* _WHAT TO DO_
Copy out every row, starting at the line that contains "Where can you spot the green tree" and stopping after the line that contains "(1228, 323)". Keep each line, but shift every coordinate in the answers up by 27.

* _EXERCISE DATA_
──────────
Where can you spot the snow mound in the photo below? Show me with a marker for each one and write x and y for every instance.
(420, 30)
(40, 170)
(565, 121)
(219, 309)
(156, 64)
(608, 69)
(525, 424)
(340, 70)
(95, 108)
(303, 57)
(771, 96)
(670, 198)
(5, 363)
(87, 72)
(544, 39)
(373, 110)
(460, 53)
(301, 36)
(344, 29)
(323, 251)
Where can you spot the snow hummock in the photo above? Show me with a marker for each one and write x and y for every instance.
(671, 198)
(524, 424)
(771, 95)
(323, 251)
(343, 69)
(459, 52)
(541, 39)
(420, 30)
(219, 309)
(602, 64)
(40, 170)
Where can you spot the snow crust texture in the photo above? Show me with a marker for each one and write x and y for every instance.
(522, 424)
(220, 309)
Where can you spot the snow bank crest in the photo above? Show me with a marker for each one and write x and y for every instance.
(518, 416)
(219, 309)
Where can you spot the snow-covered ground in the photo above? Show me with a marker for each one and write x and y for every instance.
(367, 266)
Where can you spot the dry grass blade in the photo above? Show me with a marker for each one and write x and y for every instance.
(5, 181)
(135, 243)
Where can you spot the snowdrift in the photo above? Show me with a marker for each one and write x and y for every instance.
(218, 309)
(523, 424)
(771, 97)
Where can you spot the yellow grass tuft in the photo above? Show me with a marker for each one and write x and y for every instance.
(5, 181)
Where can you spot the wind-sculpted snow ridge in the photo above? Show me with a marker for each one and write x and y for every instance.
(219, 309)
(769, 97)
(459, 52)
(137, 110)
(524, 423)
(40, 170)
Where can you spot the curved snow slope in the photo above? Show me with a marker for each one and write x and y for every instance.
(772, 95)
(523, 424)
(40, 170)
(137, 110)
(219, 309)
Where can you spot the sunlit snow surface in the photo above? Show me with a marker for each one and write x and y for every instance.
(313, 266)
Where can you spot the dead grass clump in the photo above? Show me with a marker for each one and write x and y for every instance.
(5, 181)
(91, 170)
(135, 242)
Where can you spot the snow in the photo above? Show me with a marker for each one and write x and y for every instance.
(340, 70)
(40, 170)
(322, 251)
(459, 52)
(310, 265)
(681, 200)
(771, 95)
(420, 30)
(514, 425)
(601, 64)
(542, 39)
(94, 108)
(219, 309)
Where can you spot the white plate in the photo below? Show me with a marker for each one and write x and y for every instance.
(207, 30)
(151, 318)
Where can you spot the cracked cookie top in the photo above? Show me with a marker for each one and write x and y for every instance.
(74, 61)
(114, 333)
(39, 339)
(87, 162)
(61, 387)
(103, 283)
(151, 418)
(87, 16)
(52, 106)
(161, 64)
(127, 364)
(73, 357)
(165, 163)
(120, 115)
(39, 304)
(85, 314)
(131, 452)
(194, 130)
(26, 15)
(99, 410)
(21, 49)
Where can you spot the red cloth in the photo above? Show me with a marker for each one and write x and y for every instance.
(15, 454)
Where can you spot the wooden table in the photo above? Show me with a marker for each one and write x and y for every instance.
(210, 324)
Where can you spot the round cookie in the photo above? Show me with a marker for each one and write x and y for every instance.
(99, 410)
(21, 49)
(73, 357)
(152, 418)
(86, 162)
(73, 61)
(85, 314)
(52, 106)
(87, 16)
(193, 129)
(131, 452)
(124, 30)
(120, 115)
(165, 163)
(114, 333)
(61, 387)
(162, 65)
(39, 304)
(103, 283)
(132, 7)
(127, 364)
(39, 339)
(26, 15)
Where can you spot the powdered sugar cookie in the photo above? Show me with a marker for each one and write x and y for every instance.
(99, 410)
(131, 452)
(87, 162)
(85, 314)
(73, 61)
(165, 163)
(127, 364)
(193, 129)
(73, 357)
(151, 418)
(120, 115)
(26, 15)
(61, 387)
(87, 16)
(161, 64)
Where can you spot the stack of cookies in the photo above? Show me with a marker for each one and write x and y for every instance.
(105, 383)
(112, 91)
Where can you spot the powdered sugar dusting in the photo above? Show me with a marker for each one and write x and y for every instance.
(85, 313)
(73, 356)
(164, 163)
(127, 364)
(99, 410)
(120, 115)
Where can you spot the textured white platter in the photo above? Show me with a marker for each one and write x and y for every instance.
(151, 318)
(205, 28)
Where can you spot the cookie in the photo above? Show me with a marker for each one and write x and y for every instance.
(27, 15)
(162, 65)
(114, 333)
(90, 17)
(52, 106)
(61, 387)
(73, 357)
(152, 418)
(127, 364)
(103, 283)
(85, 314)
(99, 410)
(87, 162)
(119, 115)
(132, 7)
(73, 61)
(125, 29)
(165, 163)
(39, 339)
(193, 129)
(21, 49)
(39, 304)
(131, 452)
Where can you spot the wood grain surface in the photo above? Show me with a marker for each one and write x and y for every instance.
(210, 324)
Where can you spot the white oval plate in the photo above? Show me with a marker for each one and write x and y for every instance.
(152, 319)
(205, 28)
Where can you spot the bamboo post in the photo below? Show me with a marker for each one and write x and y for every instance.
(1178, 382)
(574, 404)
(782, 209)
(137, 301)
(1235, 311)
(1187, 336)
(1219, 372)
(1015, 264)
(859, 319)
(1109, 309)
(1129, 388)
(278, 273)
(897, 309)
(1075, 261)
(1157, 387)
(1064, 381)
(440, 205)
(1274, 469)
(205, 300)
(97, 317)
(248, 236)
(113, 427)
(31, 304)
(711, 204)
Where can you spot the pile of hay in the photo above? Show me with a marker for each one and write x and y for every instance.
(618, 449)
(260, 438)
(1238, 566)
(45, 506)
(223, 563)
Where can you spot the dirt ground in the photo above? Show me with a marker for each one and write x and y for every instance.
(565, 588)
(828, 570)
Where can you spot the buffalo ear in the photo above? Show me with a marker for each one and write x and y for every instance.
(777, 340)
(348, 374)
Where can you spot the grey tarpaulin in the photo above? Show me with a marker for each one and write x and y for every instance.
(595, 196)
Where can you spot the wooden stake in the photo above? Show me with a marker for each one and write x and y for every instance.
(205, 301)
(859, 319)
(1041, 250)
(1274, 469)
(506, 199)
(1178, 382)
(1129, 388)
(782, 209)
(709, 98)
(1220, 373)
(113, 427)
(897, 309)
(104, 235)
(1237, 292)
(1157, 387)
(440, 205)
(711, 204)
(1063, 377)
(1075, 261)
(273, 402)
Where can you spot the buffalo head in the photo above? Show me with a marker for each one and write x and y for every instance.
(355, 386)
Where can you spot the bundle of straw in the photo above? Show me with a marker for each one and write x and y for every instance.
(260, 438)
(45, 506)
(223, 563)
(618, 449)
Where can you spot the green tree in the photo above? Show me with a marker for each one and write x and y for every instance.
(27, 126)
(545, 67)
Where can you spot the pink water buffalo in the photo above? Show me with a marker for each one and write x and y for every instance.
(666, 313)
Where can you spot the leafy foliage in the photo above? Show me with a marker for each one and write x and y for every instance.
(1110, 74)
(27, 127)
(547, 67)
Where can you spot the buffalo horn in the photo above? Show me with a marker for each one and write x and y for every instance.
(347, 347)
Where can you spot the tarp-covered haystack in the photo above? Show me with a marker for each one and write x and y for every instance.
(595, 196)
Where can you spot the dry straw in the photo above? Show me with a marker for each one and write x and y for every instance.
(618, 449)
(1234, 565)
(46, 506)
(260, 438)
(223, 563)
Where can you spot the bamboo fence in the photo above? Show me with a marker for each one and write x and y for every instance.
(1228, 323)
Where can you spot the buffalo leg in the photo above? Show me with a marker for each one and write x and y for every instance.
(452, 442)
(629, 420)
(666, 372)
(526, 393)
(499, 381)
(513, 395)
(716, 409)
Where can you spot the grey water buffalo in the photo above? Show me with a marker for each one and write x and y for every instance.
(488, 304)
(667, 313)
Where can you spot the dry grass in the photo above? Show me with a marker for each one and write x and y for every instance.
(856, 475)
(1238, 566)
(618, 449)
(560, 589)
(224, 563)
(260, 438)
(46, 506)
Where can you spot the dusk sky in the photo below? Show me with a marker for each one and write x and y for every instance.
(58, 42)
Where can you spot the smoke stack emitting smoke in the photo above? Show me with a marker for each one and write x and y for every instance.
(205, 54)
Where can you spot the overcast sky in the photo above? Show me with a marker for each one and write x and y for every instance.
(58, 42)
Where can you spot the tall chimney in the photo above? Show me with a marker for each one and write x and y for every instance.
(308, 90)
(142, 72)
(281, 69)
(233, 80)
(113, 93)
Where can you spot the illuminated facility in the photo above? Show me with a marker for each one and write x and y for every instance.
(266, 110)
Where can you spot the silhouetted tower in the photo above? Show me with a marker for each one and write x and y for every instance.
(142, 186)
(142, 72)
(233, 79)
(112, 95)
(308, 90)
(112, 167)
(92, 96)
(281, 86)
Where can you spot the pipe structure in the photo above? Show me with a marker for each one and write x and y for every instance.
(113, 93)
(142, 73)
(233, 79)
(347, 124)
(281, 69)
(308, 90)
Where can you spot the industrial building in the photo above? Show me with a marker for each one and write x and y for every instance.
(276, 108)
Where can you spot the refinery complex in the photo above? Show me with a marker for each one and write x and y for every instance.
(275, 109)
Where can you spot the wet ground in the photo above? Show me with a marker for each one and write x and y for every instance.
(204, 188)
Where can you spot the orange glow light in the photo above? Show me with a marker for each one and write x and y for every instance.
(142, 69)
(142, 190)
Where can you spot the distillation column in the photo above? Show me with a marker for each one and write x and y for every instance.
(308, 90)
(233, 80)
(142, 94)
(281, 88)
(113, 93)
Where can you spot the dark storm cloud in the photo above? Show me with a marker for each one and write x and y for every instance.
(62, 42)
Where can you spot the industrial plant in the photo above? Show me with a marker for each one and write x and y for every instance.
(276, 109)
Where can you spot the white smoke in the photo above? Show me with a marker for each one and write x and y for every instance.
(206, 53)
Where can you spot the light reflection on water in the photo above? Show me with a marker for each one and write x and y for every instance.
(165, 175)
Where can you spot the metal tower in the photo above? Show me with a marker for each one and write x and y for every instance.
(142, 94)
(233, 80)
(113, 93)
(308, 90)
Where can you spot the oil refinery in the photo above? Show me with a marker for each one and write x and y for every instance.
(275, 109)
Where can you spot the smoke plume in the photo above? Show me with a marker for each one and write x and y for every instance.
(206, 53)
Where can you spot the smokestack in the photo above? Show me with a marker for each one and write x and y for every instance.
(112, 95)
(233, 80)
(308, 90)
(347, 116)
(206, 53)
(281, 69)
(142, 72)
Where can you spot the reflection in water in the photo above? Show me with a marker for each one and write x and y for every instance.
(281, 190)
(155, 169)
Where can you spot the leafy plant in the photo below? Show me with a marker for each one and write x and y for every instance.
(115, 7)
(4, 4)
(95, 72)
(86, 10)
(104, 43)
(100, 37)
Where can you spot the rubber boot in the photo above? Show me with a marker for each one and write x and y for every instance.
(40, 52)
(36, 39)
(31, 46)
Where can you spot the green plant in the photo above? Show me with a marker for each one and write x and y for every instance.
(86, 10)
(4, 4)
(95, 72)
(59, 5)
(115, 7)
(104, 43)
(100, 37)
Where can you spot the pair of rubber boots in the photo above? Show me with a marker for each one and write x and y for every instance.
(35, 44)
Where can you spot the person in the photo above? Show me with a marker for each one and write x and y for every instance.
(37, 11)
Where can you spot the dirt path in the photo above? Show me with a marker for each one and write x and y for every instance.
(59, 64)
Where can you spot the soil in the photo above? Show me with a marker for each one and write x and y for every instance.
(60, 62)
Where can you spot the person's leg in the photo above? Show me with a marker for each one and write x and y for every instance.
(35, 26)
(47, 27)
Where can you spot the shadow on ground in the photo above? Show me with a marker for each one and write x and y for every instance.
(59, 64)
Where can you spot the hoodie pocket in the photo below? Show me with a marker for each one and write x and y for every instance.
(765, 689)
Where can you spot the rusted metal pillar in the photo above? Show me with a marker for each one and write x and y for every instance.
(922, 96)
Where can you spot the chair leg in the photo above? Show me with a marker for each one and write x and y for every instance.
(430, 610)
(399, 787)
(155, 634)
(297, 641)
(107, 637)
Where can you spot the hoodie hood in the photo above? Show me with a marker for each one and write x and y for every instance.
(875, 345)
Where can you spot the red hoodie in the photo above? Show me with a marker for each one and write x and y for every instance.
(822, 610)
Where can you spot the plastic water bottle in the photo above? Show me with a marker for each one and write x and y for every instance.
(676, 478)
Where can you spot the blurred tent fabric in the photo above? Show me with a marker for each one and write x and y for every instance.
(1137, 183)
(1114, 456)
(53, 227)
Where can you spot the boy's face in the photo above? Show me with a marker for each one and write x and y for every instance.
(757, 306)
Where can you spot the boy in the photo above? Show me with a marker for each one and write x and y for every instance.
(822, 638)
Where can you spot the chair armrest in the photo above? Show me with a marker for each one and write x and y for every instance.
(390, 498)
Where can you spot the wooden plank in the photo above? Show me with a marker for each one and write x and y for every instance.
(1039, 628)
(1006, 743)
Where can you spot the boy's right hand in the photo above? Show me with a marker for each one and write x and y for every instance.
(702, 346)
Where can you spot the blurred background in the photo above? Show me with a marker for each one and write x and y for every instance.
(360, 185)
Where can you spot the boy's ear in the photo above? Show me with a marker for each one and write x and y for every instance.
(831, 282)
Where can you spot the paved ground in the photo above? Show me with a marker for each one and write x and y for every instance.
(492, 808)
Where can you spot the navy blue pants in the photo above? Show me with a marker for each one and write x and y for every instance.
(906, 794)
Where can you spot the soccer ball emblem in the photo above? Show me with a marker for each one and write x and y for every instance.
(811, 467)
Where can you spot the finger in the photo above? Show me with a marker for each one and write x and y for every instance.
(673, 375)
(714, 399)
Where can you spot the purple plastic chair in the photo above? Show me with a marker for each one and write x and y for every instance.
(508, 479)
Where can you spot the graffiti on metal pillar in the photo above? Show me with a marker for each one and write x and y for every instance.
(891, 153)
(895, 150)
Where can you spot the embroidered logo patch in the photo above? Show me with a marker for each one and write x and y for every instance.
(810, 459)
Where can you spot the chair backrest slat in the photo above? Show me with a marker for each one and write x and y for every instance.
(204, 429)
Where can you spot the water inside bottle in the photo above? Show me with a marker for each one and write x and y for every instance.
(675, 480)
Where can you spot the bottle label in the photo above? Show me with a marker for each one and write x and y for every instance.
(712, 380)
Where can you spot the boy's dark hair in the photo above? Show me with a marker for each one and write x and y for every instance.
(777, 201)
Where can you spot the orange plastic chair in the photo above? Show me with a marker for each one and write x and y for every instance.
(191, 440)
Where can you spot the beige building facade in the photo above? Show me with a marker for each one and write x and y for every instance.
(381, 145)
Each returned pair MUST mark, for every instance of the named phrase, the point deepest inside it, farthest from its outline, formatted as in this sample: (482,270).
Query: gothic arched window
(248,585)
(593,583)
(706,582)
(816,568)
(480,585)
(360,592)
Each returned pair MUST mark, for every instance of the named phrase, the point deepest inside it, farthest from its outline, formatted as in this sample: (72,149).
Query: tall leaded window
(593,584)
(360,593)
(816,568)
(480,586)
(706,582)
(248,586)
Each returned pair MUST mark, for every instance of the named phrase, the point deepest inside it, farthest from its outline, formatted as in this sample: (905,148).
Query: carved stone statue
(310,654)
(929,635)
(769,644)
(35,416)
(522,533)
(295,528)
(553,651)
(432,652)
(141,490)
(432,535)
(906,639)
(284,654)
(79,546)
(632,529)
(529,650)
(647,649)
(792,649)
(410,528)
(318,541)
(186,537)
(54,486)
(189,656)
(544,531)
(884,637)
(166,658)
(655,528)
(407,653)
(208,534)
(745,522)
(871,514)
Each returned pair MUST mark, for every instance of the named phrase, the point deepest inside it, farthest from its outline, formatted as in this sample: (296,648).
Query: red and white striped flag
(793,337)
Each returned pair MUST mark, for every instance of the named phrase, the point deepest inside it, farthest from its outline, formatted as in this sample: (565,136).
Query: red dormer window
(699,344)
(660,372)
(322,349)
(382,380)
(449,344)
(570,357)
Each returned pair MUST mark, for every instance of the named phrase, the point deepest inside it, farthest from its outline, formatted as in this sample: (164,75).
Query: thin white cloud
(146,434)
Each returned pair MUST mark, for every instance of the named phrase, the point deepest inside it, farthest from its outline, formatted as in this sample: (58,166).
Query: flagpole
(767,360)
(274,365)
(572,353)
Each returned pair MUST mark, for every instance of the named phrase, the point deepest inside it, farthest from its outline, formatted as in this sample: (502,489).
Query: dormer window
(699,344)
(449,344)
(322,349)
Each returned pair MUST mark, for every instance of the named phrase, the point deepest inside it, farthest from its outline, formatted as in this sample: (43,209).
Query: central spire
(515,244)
──────────
* _FINISHED ANSWER_
Where can you spot the green tree in the photo above? Show me with a marker for each one and write x and y for every instance.
(54, 153)
(572, 94)
Where can you spot the pink water buffalo in the photo above? Show me with a marker for each one and write x and y for every instance.
(693, 340)
Where can you spot the leafy foliage in the photo above? Show me with a marker for each one and write x and y for every instance.
(1137, 101)
(54, 154)
(574, 94)
Where can you spot the buffalo horn in the photo above? Show me with a marker for each one and write x and y for every instance.
(374, 374)
Where can you spot the tarp-covered haystack in the photo above? Show me with a marker for each one and write x and y for every instance.
(622, 223)
Where can you spot the dry straw in the photo above? Show me with a marker for each one and write x and y for every instance.
(645, 476)
(1261, 592)
(73, 533)
(287, 465)
(250, 590)
Where can you spot the bamboo fence in the photo above? Show me with a marker for each one and write x and y for every instance.
(1255, 350)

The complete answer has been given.